» STATED EXERCISE: Rewrite everything from "The questions posed" down to "vague in nature." in the response to the Q&A, putting "misconceptions" wherever "myths" appears.

Sunday, October 31, 2010

Dovid Kornreich's Response to Q&A

The questions posed by Dan, Yaakov, "Interested Observer" etc. are a perfect opportunity to explode a few irresponsible myths that have been generated and repeated over and over again by Rabbi Slifkin’s propaganda campaign.

I have examined all the written statements of the gedolim regarding Rabbi Slifkin’s books and they are very general and vague in nature.

They mention insult to the honor of Chazal, and an undermining of our mesorah and the foundations of our emunah.
I don’t see why I should personally accept the second- and third-hand reports of unnamed bystanders, underlings, handlers, or agitators as clarifications of what they were declaring to be kefirah.
I have seen what happens when you do that and it should teach all of us a valuable lesson regarding how unreliable such reports truly are.
(As an aside, Rabbi Reuven Schmeltzer has compiled a very useful handbook of important source material which enjoys a very solid consensus of support --regarding its publication, dissemination and popularization. These sources must be reckoned with.
But Rabbi Schmeltzer has his own ideas regarding the degree of authoritativeness of each individual citation and position which he included.
I don’t believe a haskama on a source book covers that kind of delicate assessment. He has his ideas, I have mine.
In any event, we have also seen that haskamos are virtually worthless. So we have no choice but to think for ourselves here.)

» INFORMATION SUPPLIED:

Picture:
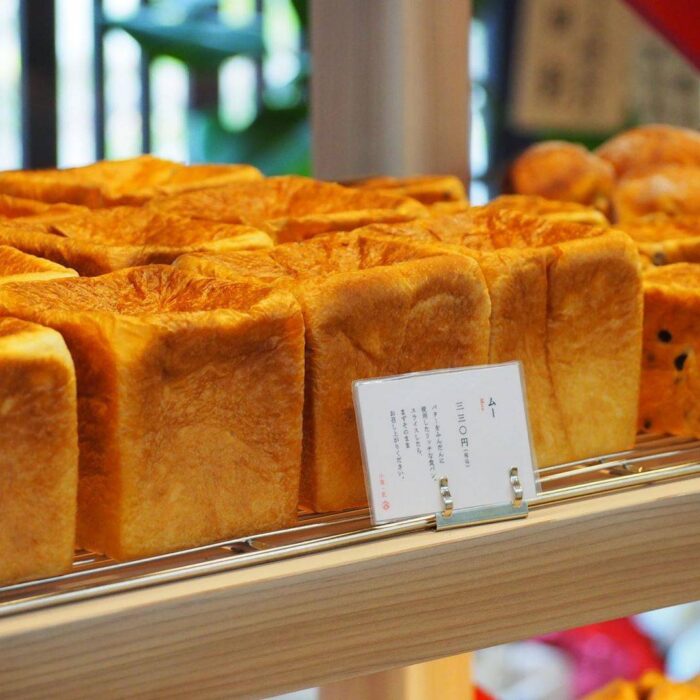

» WRITTEN REPLY:
The questions posed by Dan, Yaakov, "Interested Observer" etc. are a perfect opportunity to explode a few irresponsible misconceptions that have been generated and repeated over and over again by Rabbi Slifkin’s propaganda campaign.

I have examined all the written statements of the gedolim regarding Rabbi Slifkin’s books and they are very general and vague in nature.